Firth told Rose’s campaign supporters:
“I need hardly add my voice to the wholehearted love and support, surrounding Rose in her community and among her friends.”
“We all hope that the good sense and humanity displayed so far by the courts will now prevail and that her life will be saved.”
Roseline (centre) with her fellow parishioners outside St Augustine’s Church, Harehills, Leeds.
On Thursday (18 July), Roseline Akhalu faces an appeal hearing in London at the request of the Home Secretary, Theresa May, who has accepted that Roseline will die within weeks of being returned to Nigeria. Akhalu’s local MP Greg Mulholland is appalled by the Home Office’s continued persecution of Ms Akhalu. He told the Save Rose campaign:
“Despite support for Rose from across the community and indeed the country, the UKBA continues to waste taxpayer’s money seeking deportation of this seriously ill woman. It is time for the UKBA to stop this and to allow Rose to live in peace in the UK.”
The Bishop of Ripon and Leeds, the Right Reverend John Packer has also lent his support to Roseline:
“My prayers are with Rose who faces death from her illness if she is forced to return to Nigeria,” he said. “I pray that the court will affirm her right to remain.”

> [Data shown]
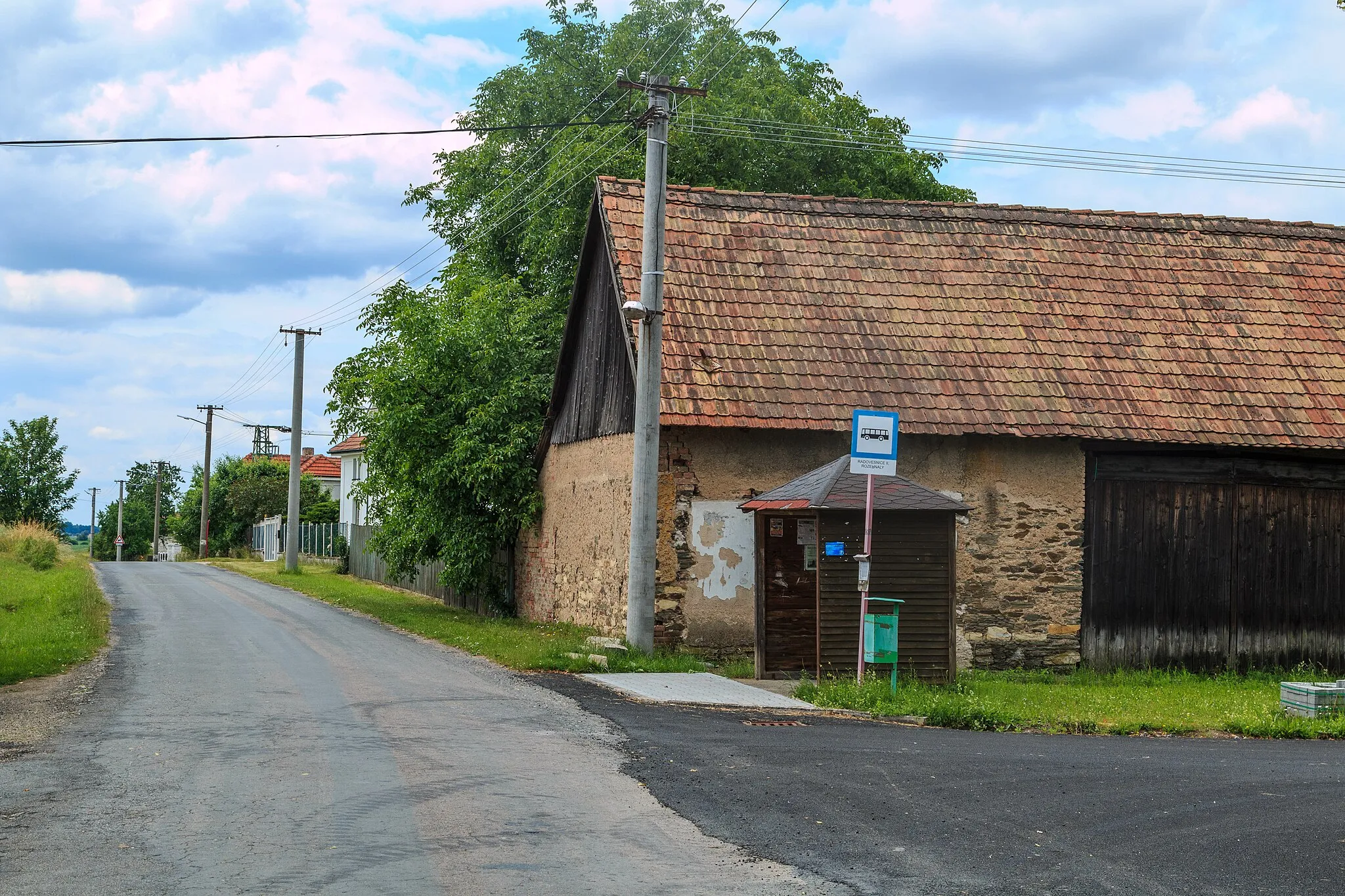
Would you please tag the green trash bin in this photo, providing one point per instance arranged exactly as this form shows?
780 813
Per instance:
880 636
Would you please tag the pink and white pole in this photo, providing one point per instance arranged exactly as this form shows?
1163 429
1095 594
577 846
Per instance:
868 554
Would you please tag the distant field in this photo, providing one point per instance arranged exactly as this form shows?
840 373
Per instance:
49 620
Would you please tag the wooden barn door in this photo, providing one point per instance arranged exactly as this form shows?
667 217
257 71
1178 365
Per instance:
789 586
1214 562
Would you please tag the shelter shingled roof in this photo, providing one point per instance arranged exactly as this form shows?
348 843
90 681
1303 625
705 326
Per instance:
834 486
349 445
790 310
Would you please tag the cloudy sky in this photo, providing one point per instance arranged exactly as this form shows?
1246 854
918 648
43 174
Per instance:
137 282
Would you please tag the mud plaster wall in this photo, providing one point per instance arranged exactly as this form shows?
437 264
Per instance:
1020 551
718 465
571 566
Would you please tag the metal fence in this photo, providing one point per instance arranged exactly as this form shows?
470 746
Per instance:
315 539
366 565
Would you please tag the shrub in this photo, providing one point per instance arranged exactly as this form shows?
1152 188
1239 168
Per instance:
33 543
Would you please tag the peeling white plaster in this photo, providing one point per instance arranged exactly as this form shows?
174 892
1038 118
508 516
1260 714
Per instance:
722 540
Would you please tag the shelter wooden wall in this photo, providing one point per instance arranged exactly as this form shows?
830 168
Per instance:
914 561
595 389
1212 562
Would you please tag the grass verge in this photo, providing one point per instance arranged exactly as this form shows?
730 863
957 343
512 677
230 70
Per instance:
1084 702
517 644
50 618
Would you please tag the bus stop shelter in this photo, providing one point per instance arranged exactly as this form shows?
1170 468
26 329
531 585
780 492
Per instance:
807 599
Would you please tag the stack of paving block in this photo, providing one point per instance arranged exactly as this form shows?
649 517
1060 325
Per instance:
1312 700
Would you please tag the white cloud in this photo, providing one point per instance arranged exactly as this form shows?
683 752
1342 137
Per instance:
998 58
1270 109
66 292
1143 116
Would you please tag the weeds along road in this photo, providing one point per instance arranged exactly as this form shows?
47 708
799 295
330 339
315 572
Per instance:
894 809
248 739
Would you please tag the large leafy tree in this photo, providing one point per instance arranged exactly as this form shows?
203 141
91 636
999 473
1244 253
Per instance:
34 481
452 391
242 492
137 522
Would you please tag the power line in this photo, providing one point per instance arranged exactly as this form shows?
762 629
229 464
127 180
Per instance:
745 43
1020 154
482 129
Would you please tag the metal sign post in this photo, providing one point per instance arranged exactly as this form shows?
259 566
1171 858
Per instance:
873 452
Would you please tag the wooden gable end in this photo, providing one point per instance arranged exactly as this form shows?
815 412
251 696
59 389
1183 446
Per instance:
595 375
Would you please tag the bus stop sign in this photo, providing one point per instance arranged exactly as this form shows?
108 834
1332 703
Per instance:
873 442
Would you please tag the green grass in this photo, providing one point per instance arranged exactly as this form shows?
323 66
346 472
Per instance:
510 643
1086 702
49 620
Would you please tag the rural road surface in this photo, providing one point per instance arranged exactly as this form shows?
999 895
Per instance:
894 809
246 739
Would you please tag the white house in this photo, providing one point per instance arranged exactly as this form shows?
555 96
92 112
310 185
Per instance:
351 454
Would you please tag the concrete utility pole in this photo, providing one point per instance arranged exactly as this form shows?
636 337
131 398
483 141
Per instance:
649 312
159 481
204 551
121 503
93 516
296 446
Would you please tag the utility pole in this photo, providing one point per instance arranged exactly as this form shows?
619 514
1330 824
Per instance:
121 503
649 312
204 551
93 516
296 446
159 482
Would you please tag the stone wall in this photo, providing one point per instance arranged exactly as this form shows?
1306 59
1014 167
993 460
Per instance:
712 467
571 566
1020 551
1020 578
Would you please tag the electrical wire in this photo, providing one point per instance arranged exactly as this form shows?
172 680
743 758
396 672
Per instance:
1071 159
717 72
108 141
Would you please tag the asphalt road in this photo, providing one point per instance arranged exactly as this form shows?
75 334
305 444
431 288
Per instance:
893 809
246 739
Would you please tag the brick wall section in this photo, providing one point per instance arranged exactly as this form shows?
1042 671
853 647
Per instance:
1020 578
1020 551
571 566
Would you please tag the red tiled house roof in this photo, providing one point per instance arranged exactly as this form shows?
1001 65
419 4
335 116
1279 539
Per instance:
319 465
349 446
790 310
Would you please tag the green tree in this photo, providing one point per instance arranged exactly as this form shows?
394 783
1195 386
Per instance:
452 391
242 492
137 523
34 481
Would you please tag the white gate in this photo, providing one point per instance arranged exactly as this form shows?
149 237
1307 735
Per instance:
267 538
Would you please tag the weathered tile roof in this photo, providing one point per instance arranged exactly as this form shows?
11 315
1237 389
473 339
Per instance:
319 465
834 486
349 446
791 310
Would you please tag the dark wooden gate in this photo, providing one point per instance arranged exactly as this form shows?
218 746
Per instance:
912 561
1212 562
790 595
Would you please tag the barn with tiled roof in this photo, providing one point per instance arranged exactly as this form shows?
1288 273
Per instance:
1145 413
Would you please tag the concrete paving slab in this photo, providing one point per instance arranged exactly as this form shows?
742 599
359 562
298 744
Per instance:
694 687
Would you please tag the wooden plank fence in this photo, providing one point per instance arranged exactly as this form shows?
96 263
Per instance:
366 565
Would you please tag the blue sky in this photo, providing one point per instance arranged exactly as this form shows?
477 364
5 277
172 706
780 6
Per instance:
137 282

> [Objective] Carry on the piece about the campaign against Roseline Akhalu's deportation, starting right after its final sentence.

> [Result for this exercise]
Over 1,700 people have signed a petition demanding that Rose be allowed to live. Christian and faith groups across Leeds and Yorkshire will be organising prayers for Rose this week. Her friends and supporters will be travelling by coach from Leeds to the hearing on Thursday where a candle lit vigil will also be held outside the court from 12.30 pm.
Akhalu’s lawyer, Tessa Gregory from Public Interest Lawyers, explained why the Home Office should not be bringing this case:
“We should not be having to go through another appeal and Rose should have been left to get on with her life. Rose is an upstanding and deeply loved member of her local community whose health and wellbeing has been seriously compromised by the cruel and senseless determination of the UK Border Agency to pursue her through the courts – in spite of two judges finding in her favour and in spite of the unnecessary cost to the public purse which far outweighs the cost of her treatment.”